#### WORK ORDER
A bare number is the expected answer: the count of lines in the data holding "white".

### RECORDS ###

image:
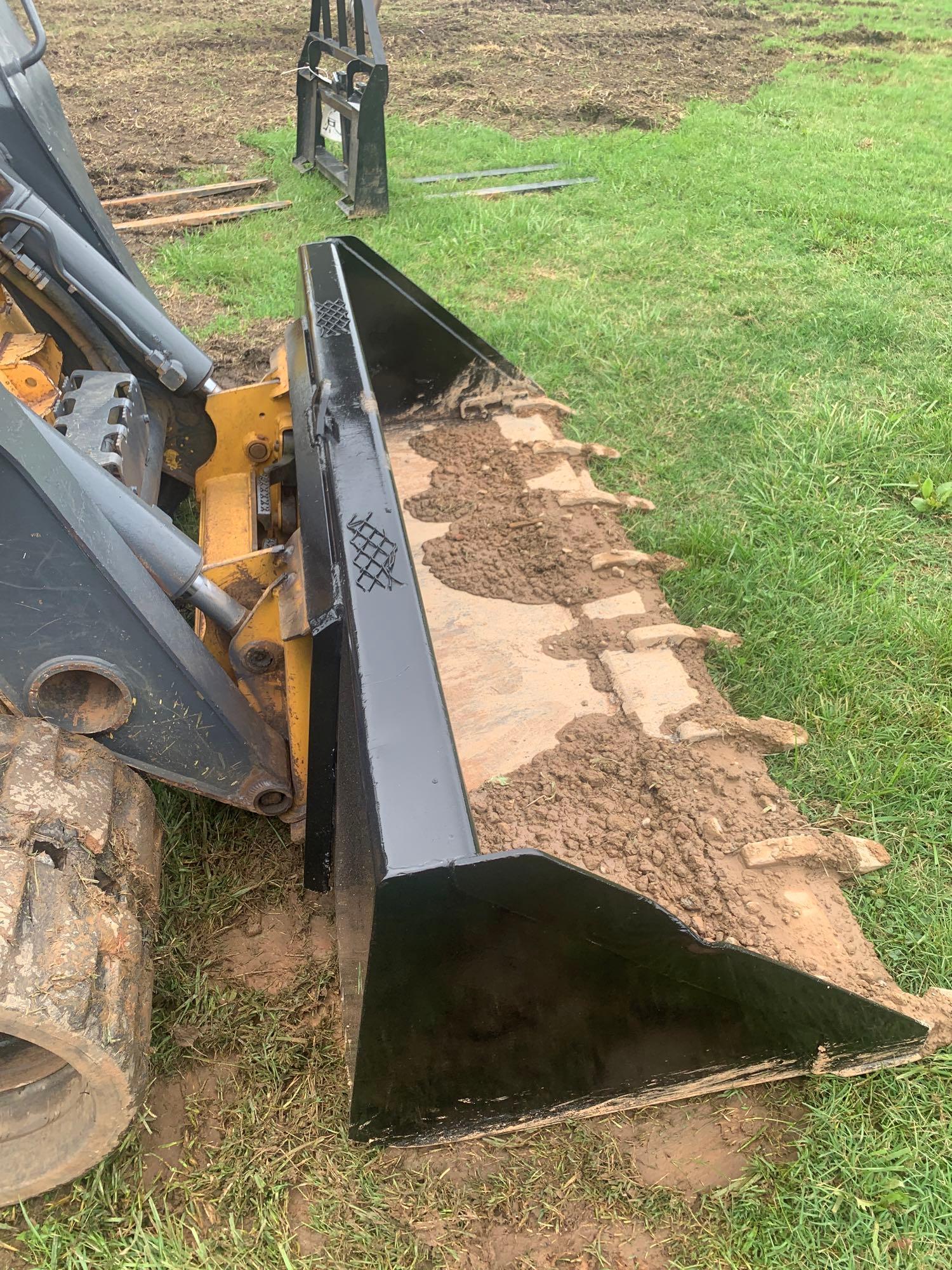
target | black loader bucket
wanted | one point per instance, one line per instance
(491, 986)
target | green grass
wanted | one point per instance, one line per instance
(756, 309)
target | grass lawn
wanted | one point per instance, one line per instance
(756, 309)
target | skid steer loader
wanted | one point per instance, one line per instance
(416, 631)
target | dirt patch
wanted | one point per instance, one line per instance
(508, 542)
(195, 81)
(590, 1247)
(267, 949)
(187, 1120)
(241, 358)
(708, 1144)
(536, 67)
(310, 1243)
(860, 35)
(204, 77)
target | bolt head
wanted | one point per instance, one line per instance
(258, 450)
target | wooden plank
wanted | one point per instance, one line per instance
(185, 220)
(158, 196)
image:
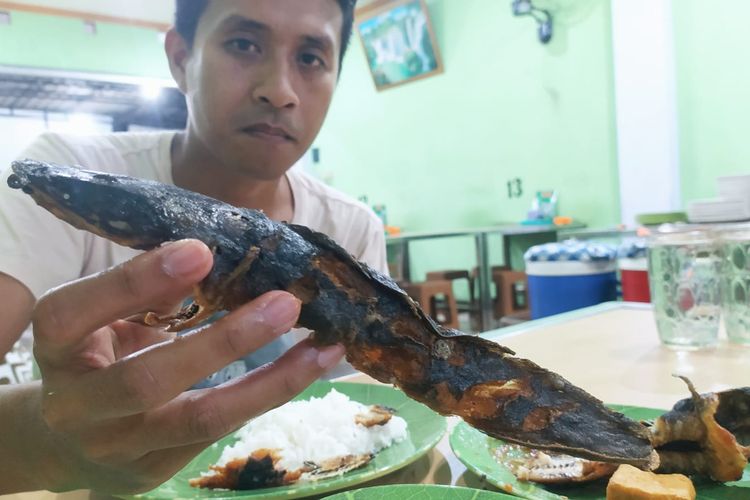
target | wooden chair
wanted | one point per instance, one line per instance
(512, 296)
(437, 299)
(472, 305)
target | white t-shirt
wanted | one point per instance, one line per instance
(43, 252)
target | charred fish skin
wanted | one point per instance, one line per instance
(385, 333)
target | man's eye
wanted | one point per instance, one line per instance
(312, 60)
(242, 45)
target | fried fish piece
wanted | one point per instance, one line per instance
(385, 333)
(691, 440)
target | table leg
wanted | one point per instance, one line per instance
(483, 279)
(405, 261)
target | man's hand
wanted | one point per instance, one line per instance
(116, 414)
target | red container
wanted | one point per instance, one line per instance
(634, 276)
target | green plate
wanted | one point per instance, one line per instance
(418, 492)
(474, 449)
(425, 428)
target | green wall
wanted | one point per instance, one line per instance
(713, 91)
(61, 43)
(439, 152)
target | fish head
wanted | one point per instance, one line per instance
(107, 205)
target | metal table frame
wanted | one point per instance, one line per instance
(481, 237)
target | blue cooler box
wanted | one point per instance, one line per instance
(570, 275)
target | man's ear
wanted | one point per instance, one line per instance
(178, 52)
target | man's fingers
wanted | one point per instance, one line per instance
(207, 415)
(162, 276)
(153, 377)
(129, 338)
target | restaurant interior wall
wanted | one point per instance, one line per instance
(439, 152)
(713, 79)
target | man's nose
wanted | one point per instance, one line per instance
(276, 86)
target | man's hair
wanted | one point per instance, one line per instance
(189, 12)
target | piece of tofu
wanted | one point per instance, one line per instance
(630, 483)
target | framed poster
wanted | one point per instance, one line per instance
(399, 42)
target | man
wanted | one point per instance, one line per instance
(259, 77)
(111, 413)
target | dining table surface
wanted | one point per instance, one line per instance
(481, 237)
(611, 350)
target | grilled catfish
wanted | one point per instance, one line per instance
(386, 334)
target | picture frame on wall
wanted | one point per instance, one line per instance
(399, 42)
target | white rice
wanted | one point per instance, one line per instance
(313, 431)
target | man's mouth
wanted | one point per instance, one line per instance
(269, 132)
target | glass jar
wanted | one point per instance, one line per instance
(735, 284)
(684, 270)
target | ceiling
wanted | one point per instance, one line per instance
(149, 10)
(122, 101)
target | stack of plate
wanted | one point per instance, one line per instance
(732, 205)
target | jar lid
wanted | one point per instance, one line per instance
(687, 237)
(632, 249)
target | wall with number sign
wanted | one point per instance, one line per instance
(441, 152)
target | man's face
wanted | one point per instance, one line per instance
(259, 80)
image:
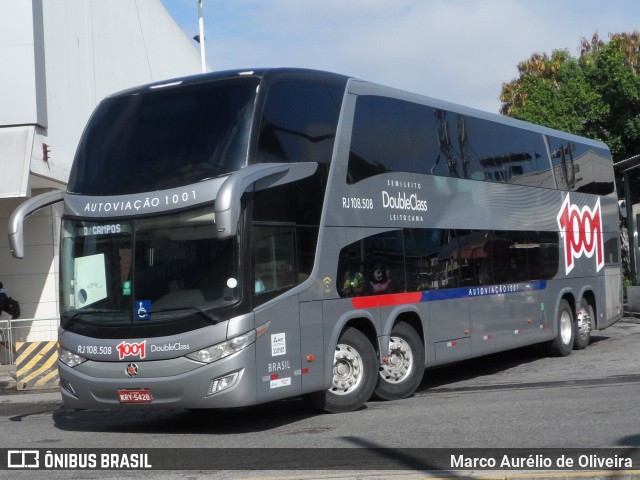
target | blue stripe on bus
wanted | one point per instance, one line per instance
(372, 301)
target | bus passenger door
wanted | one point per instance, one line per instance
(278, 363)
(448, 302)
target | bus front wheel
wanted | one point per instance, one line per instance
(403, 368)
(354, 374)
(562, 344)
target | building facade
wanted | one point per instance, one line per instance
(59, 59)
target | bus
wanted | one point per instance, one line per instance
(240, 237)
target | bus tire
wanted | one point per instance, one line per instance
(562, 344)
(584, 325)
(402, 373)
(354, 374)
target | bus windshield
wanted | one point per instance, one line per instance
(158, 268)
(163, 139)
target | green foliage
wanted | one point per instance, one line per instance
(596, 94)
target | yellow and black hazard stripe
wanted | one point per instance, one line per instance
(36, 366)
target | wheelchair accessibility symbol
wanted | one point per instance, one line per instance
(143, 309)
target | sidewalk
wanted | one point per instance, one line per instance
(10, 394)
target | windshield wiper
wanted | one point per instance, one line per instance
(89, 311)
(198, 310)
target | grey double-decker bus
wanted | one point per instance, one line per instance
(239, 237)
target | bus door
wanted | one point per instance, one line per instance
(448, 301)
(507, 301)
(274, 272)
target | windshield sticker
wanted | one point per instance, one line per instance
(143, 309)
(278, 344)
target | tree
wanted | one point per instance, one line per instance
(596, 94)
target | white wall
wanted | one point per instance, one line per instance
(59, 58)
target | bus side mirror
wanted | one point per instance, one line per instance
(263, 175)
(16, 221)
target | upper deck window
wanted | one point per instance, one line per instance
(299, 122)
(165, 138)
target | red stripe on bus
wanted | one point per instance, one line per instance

###

#### SOLUTION FOR THIS PROBLEM
3